**Exercise requirements:** The entries below are to be copied exactly, with nothing left out.

********

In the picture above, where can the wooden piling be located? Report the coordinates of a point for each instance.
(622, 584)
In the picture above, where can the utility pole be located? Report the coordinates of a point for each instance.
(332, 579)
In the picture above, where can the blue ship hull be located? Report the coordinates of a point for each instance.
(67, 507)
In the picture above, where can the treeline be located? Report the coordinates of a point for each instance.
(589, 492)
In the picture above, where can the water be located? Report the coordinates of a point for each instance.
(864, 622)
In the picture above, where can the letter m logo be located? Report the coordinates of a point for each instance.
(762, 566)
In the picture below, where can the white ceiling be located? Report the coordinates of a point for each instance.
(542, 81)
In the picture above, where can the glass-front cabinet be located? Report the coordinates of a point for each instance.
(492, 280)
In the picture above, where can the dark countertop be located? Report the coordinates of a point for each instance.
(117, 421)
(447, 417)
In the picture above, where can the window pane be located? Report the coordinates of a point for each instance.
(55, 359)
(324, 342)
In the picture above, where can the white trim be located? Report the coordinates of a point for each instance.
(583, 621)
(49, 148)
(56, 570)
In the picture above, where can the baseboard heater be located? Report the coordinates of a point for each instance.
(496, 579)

********

**Output:**
In the picture above, where can the wooden piling be located? Report the coordinates of a point for each instance.
(622, 584)
In the picture above, where can the utility pole be located? Report the coordinates of a point for each instance.
(332, 579)
In the picture above, where can the blue ship hull be located? Report the coordinates of a point for each instance.
(67, 507)
In the picture above, where can the treeline be located? Report the coordinates of a point for each instance.
(589, 492)
In the picture above, where can the water be located? Report the coordinates of a point for each instance.
(864, 622)
In the picture above, where can the letter m logo be located? Report the coordinates of a point for each instance.
(762, 566)
In the picture below, where can the white ceiling be located? Report the coordinates of a point for each instance.
(542, 81)
In the picture above, where can the glass-front cabinet be located? Report the coordinates of a point for each instance.
(492, 280)
In the picture above, where can the dark countertop be located? Report the coordinates of a point for each instance.
(117, 421)
(447, 417)
In the picture above, where can the window pane be located? Report the coordinates of a point for each instance.
(55, 359)
(324, 342)
In the picture above, where can the white trim be located? Report the coordinates of a point for each instance.
(583, 621)
(49, 148)
(56, 570)
In the picture above, where can the baseboard heater be located? Report the coordinates of a point for each instance.
(496, 579)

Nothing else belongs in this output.